EXERCISE OBJECTIVE
Copy the data exactly as it appears, starting with the line that contains "Category: wooden door" and continuing through the final line of the data.

[Dataset excerpt]
++++++++

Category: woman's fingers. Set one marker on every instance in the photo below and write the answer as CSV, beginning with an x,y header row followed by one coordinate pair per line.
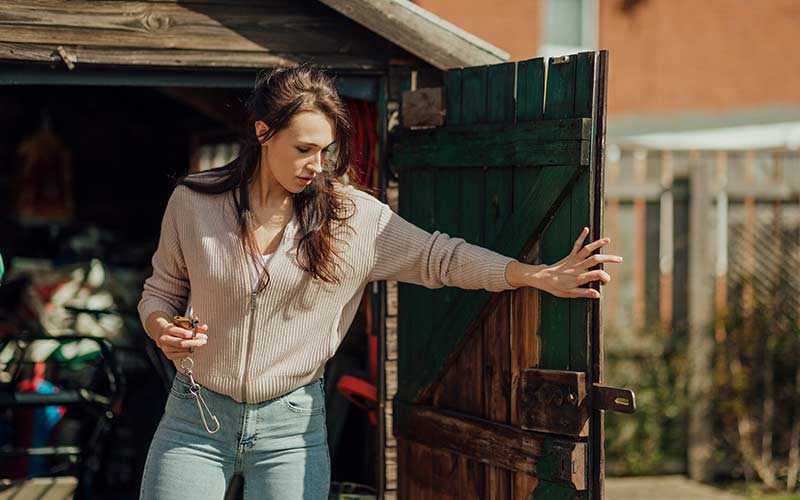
x,y
596,275
577,246
170,342
597,259
591,247
587,293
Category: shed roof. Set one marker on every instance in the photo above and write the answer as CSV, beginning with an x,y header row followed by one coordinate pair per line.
x,y
235,34
420,32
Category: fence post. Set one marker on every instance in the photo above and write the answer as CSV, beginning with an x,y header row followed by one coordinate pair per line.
x,y
700,307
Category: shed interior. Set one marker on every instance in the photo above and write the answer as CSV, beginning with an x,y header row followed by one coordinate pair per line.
x,y
84,178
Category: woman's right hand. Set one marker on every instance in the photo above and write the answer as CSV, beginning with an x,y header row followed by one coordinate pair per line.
x,y
175,341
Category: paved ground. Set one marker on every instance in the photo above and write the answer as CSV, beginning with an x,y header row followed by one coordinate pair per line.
x,y
662,488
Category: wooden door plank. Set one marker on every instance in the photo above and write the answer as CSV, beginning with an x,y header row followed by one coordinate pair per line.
x,y
496,385
474,87
551,142
530,89
455,325
549,458
452,81
447,209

++++++++

EXERCISE OUTPUT
Category: wooden door plank. Set one marker on every instance in the photo above and write the answer as CSV, beginning with an x,y header row followed by one coordinate pair per line.
x,y
496,385
474,87
551,142
530,89
455,325
549,458
452,81
447,209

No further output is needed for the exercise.